Stored items:
===

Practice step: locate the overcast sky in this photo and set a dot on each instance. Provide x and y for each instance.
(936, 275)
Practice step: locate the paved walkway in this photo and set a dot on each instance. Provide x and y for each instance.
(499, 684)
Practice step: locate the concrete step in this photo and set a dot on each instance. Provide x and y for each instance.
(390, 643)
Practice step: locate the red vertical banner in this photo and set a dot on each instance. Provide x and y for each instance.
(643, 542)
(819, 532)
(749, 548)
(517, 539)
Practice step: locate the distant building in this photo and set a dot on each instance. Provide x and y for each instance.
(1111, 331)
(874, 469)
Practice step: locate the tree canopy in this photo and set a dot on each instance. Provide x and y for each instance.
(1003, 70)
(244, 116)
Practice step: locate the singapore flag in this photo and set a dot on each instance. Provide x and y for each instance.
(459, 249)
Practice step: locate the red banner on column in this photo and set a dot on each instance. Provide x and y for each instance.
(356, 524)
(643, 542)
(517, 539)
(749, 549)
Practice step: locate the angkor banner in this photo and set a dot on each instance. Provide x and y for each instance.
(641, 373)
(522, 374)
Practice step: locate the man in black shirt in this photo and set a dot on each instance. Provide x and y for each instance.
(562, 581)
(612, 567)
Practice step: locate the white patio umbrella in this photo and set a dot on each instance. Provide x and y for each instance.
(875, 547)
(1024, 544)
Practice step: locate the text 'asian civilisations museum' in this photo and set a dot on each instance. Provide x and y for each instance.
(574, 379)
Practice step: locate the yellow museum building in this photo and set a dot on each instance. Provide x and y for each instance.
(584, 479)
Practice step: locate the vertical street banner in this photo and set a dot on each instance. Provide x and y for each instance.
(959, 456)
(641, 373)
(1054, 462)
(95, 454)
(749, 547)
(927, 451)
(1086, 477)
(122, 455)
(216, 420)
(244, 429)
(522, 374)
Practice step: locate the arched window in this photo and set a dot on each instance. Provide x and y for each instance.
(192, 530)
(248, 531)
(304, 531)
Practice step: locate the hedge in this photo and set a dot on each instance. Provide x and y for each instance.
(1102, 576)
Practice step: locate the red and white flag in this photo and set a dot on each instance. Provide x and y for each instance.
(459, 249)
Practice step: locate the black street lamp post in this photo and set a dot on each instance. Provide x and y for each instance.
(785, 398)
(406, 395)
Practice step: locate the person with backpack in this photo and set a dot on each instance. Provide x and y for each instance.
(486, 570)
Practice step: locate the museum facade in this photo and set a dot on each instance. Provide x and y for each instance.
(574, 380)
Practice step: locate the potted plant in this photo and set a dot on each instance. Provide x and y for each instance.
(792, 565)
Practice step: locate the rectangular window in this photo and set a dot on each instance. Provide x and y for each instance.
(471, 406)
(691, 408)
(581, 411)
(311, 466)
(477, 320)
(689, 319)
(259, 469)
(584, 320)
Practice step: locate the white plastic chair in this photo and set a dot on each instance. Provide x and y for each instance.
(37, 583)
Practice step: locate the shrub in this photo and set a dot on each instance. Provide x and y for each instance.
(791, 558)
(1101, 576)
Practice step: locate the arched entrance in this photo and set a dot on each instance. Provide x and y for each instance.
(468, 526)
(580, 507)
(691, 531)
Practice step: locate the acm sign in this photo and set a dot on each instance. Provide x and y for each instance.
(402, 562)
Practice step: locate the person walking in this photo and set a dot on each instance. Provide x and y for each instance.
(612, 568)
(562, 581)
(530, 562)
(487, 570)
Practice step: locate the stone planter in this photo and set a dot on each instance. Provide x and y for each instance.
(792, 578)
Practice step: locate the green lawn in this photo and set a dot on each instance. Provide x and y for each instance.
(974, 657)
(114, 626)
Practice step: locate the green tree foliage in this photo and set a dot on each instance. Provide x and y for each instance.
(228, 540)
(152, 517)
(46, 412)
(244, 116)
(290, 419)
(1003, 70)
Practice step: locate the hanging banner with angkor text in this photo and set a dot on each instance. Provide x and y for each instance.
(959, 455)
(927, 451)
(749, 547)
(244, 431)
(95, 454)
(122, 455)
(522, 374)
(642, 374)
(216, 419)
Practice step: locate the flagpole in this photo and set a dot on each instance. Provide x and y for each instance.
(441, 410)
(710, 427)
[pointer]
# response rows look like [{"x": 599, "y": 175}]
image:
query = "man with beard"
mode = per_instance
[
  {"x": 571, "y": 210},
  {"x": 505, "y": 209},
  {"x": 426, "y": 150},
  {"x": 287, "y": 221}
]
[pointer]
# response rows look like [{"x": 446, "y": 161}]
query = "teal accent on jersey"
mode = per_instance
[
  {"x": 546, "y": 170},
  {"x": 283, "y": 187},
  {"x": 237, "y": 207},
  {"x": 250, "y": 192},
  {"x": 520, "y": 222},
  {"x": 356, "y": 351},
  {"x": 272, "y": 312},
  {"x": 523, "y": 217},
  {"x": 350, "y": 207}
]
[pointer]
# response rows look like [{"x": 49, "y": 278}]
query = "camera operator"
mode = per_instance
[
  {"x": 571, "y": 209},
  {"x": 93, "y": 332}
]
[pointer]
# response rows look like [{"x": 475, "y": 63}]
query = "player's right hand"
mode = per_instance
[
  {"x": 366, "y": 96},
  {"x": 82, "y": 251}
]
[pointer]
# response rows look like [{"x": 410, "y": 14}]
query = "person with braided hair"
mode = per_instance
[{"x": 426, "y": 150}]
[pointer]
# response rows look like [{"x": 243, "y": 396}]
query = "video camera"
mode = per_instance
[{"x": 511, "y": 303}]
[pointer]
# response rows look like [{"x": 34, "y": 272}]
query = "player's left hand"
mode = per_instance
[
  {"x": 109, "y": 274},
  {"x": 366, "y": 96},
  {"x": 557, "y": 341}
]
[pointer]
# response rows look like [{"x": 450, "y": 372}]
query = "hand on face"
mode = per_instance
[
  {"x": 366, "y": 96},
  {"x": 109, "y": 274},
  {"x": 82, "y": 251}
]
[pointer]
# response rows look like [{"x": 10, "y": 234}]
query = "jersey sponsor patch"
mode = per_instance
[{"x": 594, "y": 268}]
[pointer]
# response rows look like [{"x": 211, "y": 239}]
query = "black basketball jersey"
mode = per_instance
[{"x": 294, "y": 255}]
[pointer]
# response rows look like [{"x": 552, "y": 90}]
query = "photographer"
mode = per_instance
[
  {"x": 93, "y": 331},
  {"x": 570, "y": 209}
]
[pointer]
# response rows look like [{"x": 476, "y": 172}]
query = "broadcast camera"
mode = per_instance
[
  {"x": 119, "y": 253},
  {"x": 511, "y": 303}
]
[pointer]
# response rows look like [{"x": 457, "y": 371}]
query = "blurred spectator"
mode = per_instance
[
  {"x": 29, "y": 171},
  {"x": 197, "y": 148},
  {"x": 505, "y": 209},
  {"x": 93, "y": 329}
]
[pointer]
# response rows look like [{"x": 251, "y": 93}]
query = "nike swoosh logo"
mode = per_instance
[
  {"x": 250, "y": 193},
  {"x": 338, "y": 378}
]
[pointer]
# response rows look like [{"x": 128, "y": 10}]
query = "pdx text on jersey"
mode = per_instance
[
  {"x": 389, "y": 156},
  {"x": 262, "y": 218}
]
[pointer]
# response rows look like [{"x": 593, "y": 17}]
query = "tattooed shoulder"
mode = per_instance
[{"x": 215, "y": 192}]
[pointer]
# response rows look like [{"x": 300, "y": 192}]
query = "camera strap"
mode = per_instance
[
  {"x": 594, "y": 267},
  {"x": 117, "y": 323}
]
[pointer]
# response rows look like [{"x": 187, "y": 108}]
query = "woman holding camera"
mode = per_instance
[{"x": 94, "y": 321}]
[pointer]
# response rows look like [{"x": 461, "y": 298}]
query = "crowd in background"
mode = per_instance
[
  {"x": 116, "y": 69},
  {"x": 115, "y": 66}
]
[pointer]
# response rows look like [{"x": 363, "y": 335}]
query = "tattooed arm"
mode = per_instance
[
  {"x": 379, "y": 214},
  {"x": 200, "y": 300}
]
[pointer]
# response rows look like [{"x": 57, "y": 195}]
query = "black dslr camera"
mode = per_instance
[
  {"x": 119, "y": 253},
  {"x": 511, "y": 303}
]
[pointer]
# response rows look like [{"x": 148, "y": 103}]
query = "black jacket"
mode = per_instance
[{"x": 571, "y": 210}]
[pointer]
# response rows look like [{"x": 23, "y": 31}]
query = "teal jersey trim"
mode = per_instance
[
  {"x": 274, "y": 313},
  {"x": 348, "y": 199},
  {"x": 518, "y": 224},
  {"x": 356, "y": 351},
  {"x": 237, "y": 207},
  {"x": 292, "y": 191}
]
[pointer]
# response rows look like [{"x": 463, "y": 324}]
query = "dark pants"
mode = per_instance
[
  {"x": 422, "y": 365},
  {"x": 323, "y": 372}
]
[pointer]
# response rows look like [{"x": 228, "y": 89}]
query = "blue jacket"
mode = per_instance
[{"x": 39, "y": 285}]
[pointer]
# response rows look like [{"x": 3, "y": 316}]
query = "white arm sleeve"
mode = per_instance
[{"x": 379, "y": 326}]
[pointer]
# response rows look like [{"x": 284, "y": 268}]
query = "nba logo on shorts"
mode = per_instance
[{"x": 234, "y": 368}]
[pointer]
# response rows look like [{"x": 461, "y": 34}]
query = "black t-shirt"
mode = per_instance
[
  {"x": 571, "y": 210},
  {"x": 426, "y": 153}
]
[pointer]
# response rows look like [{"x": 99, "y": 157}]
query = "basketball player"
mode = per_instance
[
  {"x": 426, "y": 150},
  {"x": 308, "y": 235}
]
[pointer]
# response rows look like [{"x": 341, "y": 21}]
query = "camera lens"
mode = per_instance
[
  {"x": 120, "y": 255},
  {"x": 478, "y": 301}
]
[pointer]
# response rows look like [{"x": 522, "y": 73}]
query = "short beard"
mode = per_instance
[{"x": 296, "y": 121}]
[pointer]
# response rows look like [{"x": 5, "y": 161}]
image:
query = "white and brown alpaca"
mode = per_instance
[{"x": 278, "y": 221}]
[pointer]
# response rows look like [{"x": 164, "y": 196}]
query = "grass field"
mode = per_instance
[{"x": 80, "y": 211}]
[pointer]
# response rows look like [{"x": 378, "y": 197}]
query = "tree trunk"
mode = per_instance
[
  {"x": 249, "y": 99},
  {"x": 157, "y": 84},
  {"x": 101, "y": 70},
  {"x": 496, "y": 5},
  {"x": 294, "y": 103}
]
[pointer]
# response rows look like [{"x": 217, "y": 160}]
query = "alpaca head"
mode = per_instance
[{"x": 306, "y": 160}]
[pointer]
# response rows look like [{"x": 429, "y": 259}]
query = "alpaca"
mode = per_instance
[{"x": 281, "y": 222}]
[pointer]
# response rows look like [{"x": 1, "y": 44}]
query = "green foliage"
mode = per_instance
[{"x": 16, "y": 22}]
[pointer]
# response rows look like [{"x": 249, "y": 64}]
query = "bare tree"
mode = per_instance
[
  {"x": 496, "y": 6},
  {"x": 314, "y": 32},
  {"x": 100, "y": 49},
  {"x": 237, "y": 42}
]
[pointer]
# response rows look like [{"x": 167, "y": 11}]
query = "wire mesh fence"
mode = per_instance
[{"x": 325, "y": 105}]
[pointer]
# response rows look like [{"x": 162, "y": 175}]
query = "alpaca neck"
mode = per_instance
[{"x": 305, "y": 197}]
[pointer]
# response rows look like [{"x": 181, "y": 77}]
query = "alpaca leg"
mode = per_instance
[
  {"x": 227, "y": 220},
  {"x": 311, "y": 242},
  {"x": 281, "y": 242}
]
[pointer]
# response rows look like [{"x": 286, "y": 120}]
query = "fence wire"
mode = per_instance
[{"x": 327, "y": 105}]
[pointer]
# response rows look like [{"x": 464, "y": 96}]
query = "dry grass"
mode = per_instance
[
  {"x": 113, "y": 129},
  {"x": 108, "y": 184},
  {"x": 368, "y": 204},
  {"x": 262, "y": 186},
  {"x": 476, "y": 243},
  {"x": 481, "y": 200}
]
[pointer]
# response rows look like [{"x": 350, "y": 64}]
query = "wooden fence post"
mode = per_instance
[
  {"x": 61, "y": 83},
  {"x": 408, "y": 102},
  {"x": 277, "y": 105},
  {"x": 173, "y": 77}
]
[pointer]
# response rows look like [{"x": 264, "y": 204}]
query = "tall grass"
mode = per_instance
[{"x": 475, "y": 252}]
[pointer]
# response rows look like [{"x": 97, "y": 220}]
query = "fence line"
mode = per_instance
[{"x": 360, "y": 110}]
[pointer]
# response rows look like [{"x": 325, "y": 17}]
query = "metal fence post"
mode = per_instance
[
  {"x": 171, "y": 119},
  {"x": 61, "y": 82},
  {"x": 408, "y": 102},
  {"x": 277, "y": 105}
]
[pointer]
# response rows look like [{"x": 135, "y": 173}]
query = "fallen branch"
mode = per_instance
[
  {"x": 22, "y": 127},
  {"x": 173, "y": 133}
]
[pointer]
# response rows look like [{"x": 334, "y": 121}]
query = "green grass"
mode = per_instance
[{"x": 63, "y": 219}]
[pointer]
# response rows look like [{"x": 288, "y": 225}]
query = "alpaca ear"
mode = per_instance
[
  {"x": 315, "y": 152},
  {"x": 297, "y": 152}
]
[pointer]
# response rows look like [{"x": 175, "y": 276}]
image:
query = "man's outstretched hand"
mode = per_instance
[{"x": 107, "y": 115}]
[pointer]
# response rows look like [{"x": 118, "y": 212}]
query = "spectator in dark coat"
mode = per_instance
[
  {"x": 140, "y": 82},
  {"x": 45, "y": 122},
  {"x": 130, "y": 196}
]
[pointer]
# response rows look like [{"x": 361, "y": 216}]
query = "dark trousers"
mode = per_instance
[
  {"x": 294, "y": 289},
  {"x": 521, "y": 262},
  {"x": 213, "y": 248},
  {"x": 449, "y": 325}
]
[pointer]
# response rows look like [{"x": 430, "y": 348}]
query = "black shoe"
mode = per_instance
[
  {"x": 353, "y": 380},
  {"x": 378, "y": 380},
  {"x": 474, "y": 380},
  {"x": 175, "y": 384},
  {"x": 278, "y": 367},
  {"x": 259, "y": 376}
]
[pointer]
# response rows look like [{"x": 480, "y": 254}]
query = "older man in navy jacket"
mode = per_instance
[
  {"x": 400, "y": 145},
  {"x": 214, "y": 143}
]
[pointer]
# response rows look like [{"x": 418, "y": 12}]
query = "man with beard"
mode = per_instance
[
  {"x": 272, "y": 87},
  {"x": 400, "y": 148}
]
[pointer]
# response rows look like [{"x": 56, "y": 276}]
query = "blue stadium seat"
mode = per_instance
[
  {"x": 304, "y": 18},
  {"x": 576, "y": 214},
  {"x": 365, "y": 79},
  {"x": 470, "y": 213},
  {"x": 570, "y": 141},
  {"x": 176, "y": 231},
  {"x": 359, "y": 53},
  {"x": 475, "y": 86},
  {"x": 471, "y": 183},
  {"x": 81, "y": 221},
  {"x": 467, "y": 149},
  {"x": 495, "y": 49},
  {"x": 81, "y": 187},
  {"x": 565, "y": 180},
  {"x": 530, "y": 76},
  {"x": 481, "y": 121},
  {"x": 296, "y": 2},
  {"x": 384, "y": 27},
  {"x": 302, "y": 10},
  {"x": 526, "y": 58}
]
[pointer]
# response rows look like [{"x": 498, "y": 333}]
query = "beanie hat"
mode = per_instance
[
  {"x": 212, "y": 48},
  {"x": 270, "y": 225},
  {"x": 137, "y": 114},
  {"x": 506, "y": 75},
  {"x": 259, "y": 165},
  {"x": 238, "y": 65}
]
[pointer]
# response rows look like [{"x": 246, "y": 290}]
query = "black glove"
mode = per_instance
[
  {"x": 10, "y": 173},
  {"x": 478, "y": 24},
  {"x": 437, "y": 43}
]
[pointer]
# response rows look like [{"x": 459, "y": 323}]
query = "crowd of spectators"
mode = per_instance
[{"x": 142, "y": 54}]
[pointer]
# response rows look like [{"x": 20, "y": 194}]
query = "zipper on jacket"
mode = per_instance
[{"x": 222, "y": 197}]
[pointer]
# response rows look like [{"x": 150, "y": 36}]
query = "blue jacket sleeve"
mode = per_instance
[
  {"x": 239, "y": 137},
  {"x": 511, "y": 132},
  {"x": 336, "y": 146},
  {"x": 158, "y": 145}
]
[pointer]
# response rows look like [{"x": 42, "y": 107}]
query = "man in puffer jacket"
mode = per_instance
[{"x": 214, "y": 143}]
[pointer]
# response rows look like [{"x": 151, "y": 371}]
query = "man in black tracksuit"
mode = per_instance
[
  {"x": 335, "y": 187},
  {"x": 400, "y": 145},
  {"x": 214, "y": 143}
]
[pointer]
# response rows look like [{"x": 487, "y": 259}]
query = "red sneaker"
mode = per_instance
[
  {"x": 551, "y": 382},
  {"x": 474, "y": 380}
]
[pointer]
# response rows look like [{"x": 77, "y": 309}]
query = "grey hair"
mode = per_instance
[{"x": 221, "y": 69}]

===

Required action: An answer is complete only when it holds every line above containing the string "alpaca".

Response to the task:
query = "white and brown alpaca"
query = "alpaca head"
query = "alpaca"
query = "alpaca neck"
query = "alpaca leg"
query = "alpaca ear"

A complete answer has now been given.